● Exercise requirements
Every record below should be transcribed exactly. Omit the images.
________________________
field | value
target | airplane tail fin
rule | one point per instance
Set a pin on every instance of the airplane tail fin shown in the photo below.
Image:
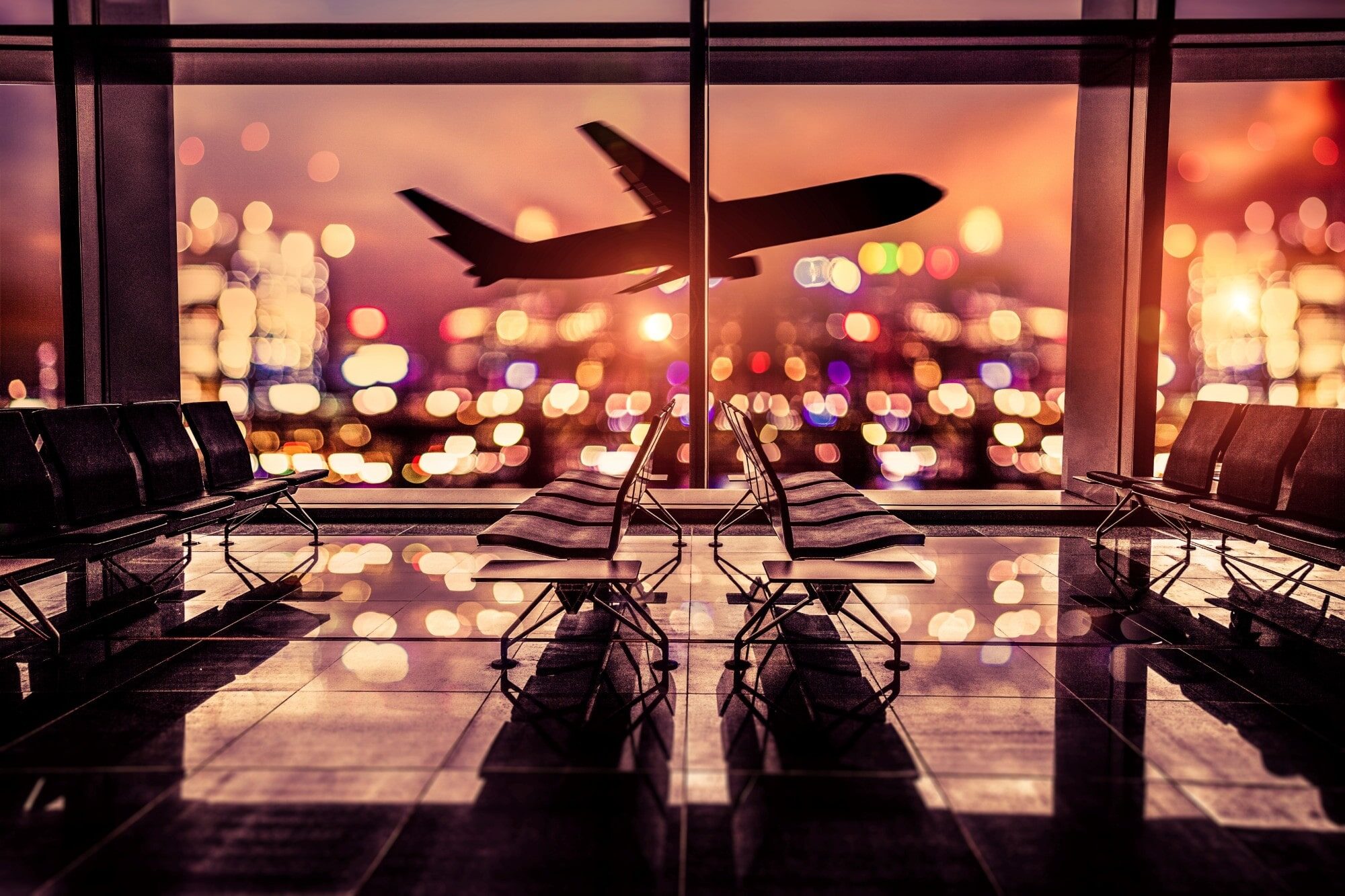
(478, 243)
________________________
● Answer to the exercise
field | value
target | airplane tail fin
rule | one point per instance
Set a pin on every instance of the airplane tail fin shown in the photo below.
Image:
(478, 243)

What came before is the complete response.